> [Items listed in a dataset]
════════════════
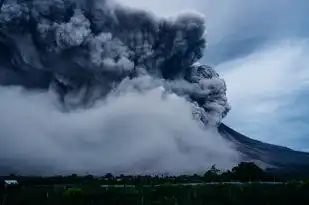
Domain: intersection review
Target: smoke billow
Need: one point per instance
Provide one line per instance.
(92, 86)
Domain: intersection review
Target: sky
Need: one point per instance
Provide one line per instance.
(260, 48)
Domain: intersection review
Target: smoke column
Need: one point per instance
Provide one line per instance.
(94, 87)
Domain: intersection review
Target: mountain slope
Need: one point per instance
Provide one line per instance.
(271, 156)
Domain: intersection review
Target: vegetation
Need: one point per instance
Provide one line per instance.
(214, 187)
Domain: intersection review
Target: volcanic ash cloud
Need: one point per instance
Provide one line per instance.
(95, 87)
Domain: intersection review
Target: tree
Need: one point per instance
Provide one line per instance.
(248, 172)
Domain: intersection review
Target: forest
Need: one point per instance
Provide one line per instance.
(244, 184)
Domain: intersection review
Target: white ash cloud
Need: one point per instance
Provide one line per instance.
(107, 63)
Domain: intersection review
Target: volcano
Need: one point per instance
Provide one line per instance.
(91, 86)
(263, 154)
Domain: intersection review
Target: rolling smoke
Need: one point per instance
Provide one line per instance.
(95, 87)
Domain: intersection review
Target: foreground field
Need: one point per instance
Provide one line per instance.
(244, 193)
(245, 184)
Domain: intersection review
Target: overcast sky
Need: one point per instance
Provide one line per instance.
(260, 47)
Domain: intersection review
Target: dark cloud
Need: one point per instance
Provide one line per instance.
(89, 51)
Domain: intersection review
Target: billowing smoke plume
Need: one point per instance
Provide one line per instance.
(123, 92)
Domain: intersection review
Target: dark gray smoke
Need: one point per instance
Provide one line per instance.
════════════════
> [Instruction]
Each entry shown above must be quoted exactly, with its pictures left out.

> [Finished exercise]
Domain: intersection review
Target: smoke billow
Need: one point per instance
Provide one line per instance.
(92, 86)
Domain: intersection review
Target: sky
Need: one point per instance
Provide one line per instance.
(260, 48)
Domain: intersection review
Target: smoke column
Need: one point per instance
Provide one line per instance.
(94, 87)
Domain: intersection review
Target: mountain slope
Need: one point per instance
Provide one line per instance.
(271, 156)
Domain: intersection review
Target: vegetation
Need: one point per instance
Provide one line per instance.
(214, 187)
Domain: intersection review
Target: volcanic ash cloud
Need: one point per instance
Provide one line per instance.
(95, 87)
Domain: intersection review
Target: tree
Need: one point per instance
Provide one line per instance.
(248, 172)
Domain: intersection review
Target: forest
Need: one point per instance
Provide one line per instance.
(244, 184)
Domain: intersection review
Target: white ash cloud
Need: one point per instance
Provide one line per instance.
(107, 63)
Domain: intersection review
Target: volcano
Need: one point per instance
Provide one line per instance.
(91, 86)
(263, 154)
Domain: intersection review
Target: rolling smoke
Need: one point per instance
Provide one line per instance.
(95, 87)
Domain: intersection review
Target: foreground field
Need: one point per instance
Provide one line per instance.
(244, 193)
(245, 184)
Domain: intersection review
Target: overcast sky
Need: one point per instance
Provide one line per instance.
(260, 47)
Domain: intersection review
Target: dark cloud
Need: one point per instance
Provide one line per instance.
(89, 51)
Domain: intersection review
Target: billowing smoke plume
Need: one point per instance
Provide one line per instance.
(123, 92)
Domain: intersection review
Target: dark gray smoke
Need: one point per instance
Provide one line per instance.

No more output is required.